Copy out the full article about Meta's layoffs that follows, word for word.
#### Excerpt provided
On Tuesday, Mark Zuckerberg personally announced another round of layoffs through his Facebook page. Meta has been in the middle of a restructuring effort since eliminating about 11,000 positions last November. The CEO says that this time the company is looking to eliminate another 10,000 employees, which is about 13 percent of its workforce.
Both rounds of cuts followed a period of unchecked hiring during the pandemic when there was a massive spike in Instagram and Facebook app usage. From April 1, 2020, until last November's layoffs, Meta hired nearly 40,000 new employees, ballooning its workforce by over 81 percent.
Meta plans to stagger the current cuts into three phases to make for a smoother transition than letting everybody go simultaneously. Since it is downsizing, there is less need for active recruiters, so Meta will begin by cutting recruiting staff starting tomorrow. It will eliminate tech positions in April and business roles in late May.
In addition to the new layoffs, Meta took down around 5,000 current job postings and plans to cancel several "lower priority" unnamed projects. Additionally, Zuckerberg mentioned that the company would reduce its hiring rates, but that goes without saying.
According to an 8-K filing with the Securities And Exchange Commission, the company expects the cuts to shave about $3 billion off its total expenses for 2023, including the $3-5 billion "related to facilities consolidation charges and severance and other personnel costs."
Meta wants to finish an analysis of its recent hybrid work experiment by this summer to evaluate its efficiency and expects to complete its move to a leaner machine by the end of the year. After the restructuring, the company will lift hiring and transfer freezes.
Despite the cuts, Zuckerberg is still betting big on his Metaverse plans. The Quest 3 is still on track for a 2023 launch. The company also plans several future AR and VR products, including multiple sets of AR glasses tentatively due out between 2024 and 2028.
The CEO indirectly blamed the cuts on the Federal Reserve Board for raising interest rates leading to a "leaner-running" economy. He also attributed the restructuring to "geopolitical instability" and increased regulation, off-handedly warning that there could be more to come.
"At this point, I think we should prepare ourselves for the possibility that this new economic reality will continue for many years. Higher interest rates lead to the economy running leaner, more geopolitical instability leads to more volatility, and increased regulation leads to slower growth and increased costs of innovation. Given this outlook, we'll need to operate more efficiently than our previous headcount reduction to ensure success."
The total cuts since November equate to only about half of the employees gained during Meta's pandemic-induced hiring spree. Considering the economic outlook was much better before 2020, more "restructuring" could come if the overall economy's health doesn't improve.
########
#### Information given
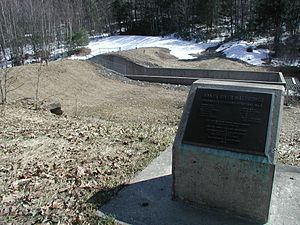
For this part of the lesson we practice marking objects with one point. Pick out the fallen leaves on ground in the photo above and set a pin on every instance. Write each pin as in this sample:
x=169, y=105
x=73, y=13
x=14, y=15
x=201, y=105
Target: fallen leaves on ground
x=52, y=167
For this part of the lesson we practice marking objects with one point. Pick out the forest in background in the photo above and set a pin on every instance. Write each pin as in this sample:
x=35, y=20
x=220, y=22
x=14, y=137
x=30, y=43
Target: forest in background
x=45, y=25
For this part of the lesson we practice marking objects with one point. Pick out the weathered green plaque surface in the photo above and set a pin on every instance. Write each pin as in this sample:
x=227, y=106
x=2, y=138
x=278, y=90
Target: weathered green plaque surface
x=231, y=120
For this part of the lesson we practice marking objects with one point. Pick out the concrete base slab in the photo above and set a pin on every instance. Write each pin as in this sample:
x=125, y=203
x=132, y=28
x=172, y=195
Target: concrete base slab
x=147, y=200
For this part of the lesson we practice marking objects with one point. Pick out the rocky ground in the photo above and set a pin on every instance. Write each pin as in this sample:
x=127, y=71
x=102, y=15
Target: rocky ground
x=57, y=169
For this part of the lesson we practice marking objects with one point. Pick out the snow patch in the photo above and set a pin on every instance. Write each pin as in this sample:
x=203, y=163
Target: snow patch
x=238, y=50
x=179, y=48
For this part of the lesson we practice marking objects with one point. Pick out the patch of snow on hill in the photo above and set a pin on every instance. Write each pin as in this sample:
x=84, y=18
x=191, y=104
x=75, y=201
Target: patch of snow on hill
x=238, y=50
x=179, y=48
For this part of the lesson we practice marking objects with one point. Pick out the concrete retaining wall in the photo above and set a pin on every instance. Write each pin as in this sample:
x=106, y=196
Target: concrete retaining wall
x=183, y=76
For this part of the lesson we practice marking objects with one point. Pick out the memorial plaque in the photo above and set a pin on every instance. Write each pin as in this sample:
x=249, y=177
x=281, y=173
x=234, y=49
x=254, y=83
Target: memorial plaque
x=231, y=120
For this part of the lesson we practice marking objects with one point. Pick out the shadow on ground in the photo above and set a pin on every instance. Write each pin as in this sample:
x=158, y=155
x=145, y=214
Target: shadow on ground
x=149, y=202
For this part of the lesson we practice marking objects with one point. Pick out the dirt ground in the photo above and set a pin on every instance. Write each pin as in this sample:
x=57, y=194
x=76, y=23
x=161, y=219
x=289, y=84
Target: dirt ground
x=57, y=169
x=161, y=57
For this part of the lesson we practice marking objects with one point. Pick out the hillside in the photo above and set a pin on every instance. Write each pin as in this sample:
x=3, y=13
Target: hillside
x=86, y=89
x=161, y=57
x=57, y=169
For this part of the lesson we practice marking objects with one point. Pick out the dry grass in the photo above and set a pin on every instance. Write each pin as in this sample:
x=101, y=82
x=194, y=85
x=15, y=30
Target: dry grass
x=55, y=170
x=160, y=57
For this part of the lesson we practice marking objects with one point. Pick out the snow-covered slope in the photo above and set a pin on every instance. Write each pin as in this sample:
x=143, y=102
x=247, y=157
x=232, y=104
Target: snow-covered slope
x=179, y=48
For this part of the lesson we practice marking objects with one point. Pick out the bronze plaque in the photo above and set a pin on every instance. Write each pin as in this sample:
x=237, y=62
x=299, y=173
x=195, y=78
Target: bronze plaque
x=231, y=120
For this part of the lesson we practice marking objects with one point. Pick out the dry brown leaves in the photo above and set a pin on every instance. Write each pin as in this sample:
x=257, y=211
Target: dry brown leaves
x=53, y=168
########
#### Information given
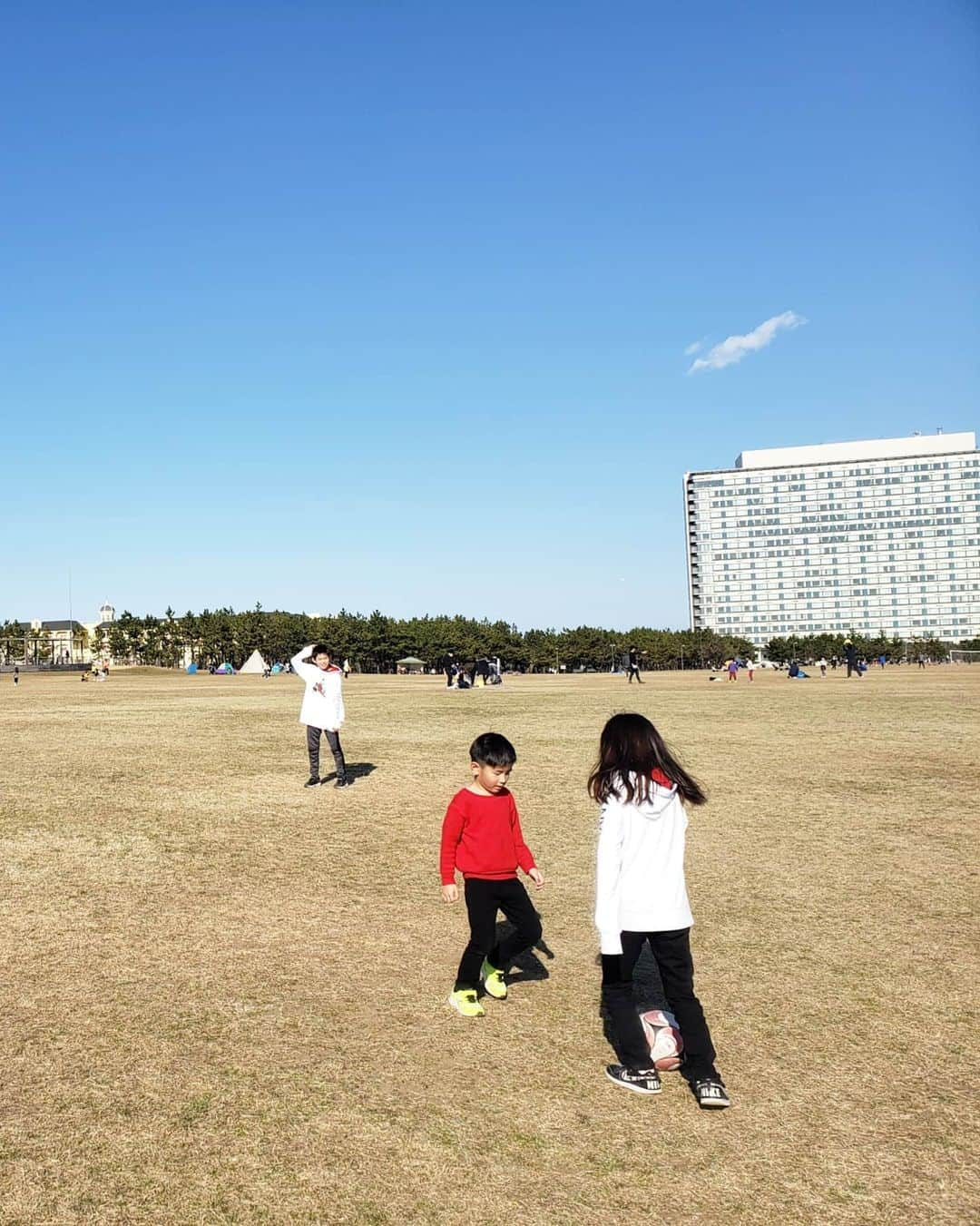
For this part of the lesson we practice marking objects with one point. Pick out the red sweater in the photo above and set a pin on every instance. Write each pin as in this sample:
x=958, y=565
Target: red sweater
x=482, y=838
########
*Answer box*
On Tuesday, Mark Zuckerberg personally announced another round of layoffs through his Facebook page. Meta has been in the middle of a restructuring effort since eliminating about 11,000 positions last November. The CEO says that this time the company is looking to eliminate another 10,000 employees, which is about 13 percent of its workforce.
Both rounds of cuts followed a period of unchecked hiring during the pandemic when there was a massive spike in Instagram and Facebook app usage. From April 1, 2020, until last November's layoffs, Meta hired nearly 40,000 new employees, ballooning its workforce by over 81 percent.
Meta plans to stagger the current cuts into three phases to make for a smoother transition than letting everybody go simultaneously. Since it is downsizing, there is less need for active recruiters, so Meta will begin by cutting recruiting staff starting tomorrow. It will eliminate tech positions in April and business roles in late May.
In addition to the new layoffs, Meta took down around 5,000 current job postings and plans to cancel several "lower priority" unnamed projects. Additionally, Zuckerberg mentioned that the company would reduce its hiring rates, but that goes without saying.
According to an 8-K filing with the Securities And Exchange Commission, the company expects the cuts to shave about $3 billion off its total expenses for 2023, including the $3-5 billion "related to facilities consolidation charges and severance and other personnel costs."
Meta wants to finish an analysis of its recent hybrid work experiment by this summer to evaluate its efficiency and expects to complete its move to a leaner machine by the end of the year. After the restructuring, the company will lift hiring and transfer freezes.
Despite the cuts, Zuckerberg is still betting big on his Metaverse plans. The Quest 3 is still on track for a 2023 launch. The company also plans several future AR and VR products, including multiple sets of AR glasses tentatively due out between 2024 and 2028.
The CEO indirectly blamed the cuts on the Federal Reserve Board for raising interest rates leading to a "leaner-running" economy. He also attributed the restructuring to "geopolitical instability" and increased regulation, off-handedly warning that there could be more to come.
"At this point, I think we should prepare ourselves for the possibility that this new economic reality will continue for many years. Higher interest rates lead to the economy running leaner, more geopolitical instability leads to more volatility, and increased regulation leads to slower growth and increased costs of innovation. Given this outlook, we'll need to operate more efficiently than our previous headcount reduction to ensure success."
The total cuts since November equate to only about half of the employees gained during Meta's pandemic-induced hiring spree. Considering the economic outlook was much better before 2020, more "restructuring" could come if the overall economy's health doesn't improve.